— START Data entries —
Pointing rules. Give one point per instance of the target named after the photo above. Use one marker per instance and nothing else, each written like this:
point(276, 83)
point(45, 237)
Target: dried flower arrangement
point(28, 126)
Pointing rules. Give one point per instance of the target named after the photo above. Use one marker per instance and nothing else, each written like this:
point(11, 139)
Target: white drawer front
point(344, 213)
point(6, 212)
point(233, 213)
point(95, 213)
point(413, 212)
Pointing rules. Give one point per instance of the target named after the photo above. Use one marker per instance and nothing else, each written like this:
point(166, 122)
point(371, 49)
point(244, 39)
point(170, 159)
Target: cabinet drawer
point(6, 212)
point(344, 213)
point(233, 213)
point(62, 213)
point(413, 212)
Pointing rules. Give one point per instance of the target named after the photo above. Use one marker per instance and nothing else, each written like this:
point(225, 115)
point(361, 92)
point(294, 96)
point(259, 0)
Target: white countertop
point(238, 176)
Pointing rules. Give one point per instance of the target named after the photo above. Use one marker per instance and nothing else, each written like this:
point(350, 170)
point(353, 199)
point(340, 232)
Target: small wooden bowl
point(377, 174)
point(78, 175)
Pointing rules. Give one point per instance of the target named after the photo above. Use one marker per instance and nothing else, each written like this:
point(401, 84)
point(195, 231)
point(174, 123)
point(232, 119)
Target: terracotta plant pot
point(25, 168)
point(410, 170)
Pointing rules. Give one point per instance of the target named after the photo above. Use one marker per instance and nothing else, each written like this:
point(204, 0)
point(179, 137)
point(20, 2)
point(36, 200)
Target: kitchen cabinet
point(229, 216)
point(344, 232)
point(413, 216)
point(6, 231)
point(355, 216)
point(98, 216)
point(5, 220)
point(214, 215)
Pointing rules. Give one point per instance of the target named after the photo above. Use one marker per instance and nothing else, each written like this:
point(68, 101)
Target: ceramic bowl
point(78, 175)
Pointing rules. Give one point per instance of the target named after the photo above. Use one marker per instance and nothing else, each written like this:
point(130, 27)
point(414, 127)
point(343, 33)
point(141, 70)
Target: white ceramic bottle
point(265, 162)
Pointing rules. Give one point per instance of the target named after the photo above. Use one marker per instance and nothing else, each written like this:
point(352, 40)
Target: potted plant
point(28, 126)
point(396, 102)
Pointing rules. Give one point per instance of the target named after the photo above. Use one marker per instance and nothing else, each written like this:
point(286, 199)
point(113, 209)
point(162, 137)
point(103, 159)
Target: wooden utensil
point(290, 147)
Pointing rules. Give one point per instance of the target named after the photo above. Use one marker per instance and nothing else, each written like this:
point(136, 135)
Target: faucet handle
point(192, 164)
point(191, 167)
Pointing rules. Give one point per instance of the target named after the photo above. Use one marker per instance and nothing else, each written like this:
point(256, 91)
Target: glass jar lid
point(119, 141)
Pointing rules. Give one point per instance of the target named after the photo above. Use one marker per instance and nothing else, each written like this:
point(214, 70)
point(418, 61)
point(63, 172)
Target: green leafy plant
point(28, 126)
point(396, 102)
— END Data entries —
- To do -
State how many lines in the entries above contain the word "wooden", treating uppercase and lowercase as different. Reply with the number alone.

- Answer to the problem -
2